Certains traits de personnalité marqués chez de jeunes adultes, en l’occurrence l’hostilité et la mauvaise gestion du stress, sont associés à une diminution significative des fonctions cognitives vingt-cinq ans plus tard. Tel est le résultat d’une étude publiée dans la revue Neurology du 3 mars et signée par Emiliano Albanese, professeur assistant au Département de psychiatrie (Faculté de médecine) et des collègues suisses et américains. Explications.

Vous avez étudié l’effet de deux traits de personnalité sur la fonction cognitive. Pouvez-vous les décrire plus en détail?

__CONSIGNES__: Poursuivez le texte sur la personnalité et les fonctions cognitives à la suite de sa dernière phrase. Les enregistrements ne servent pas à ce travail.

__EXTRAITS DE DONNÉES__:
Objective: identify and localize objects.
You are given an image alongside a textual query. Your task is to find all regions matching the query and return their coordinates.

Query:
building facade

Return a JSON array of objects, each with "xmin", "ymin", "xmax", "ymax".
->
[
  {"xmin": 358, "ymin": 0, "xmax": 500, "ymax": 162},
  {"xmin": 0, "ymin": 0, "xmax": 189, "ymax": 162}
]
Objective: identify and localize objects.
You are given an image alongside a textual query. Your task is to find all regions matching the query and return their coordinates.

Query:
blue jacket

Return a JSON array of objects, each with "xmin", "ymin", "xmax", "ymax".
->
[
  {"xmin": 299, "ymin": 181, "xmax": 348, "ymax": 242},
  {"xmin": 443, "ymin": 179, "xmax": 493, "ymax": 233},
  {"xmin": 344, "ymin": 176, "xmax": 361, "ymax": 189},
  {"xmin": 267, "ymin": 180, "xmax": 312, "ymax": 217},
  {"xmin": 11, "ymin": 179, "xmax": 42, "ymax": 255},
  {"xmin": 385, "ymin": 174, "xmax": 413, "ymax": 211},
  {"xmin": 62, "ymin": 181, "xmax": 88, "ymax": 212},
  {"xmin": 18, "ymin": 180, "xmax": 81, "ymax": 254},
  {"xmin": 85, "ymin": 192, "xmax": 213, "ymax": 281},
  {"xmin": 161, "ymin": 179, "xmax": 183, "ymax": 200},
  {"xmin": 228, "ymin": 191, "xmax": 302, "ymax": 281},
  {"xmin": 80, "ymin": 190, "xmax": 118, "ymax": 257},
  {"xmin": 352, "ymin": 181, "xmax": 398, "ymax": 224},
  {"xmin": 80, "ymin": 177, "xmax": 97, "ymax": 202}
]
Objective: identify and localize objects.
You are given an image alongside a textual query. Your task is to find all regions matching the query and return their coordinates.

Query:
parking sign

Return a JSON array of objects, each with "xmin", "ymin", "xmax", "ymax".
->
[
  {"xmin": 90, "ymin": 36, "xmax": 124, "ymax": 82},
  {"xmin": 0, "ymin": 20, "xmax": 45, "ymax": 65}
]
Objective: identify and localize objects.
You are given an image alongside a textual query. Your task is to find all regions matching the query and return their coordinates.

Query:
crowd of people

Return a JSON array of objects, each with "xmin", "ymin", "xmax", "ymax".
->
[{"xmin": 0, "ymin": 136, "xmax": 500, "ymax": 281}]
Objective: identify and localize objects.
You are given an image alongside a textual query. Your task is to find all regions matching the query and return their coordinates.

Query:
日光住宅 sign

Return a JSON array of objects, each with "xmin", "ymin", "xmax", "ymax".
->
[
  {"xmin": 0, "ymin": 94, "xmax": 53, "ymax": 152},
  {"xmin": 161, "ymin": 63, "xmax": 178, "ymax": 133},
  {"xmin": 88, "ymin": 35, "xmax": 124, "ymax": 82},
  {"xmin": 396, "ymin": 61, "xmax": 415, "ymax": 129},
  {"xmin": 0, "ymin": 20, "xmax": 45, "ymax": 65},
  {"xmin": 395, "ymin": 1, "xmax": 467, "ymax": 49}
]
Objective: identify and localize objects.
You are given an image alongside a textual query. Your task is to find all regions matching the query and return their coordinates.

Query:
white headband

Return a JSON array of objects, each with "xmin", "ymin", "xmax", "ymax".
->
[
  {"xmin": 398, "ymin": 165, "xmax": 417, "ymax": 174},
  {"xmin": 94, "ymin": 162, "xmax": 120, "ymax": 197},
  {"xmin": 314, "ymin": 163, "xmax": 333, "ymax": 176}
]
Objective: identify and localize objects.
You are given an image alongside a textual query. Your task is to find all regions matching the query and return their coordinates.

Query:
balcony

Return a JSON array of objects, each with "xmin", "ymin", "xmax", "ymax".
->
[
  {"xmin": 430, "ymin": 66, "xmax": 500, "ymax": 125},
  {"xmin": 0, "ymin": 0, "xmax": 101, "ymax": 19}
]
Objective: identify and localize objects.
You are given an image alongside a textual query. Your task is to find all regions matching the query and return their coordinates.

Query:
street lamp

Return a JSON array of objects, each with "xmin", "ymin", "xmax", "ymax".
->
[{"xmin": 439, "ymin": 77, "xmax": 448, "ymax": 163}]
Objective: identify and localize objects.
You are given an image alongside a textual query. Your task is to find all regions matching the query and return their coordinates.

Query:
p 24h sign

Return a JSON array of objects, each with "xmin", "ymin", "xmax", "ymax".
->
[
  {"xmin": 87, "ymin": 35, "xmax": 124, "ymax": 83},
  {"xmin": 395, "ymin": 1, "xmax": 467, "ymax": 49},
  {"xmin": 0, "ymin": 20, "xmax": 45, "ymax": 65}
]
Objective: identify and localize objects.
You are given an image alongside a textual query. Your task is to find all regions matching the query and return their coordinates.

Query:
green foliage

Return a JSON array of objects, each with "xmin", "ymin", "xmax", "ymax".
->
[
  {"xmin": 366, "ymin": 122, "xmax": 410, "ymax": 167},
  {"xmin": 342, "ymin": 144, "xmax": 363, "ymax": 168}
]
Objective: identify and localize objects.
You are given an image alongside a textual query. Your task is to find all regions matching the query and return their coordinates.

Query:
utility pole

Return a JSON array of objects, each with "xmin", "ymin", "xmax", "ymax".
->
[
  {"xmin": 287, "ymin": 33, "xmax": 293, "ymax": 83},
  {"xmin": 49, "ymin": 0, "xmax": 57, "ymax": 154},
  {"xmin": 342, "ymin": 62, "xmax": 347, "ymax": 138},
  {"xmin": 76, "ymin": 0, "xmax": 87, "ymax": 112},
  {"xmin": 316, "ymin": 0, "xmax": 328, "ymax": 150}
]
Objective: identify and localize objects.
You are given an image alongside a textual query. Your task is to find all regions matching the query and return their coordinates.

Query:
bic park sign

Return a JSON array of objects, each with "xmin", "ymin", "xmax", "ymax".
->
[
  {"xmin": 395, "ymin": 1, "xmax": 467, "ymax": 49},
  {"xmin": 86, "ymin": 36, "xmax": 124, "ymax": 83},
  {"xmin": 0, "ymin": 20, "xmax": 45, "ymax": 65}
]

__RÉPONSE__:
Emiliano Albanese: Le premier est l’hostilité, que l’on peut définir comme une méfiance vis-à-vis des autres êtres humains. Ceux-ci sont alors perçus comme une menace – même si cela ne correspond pas à la réalité – contre laquelle il serait légitime de se défendre. Le second est un peu plus ­complexe. Il s’agit de la capacité à faire face aux difficultés objectives ou subjectives de la vie (coping en anglais). C’est un trait a priori positif mais qui devient problématique lorsqu’il est excessif. Certaines personnes sont en effet incapables de se désengager et continuent à faire face à un stress, comme si elles voulaient à tout prix régler ce problème, alors même qu’il est évident qu’elles n’y parviendront pas. En d’autres termes, elles n’arrivent pas à lâcher prise.

Qu’avez-vous découvert chez les personnes présentant ces deux traits de personnalité au début de l’âge adulte?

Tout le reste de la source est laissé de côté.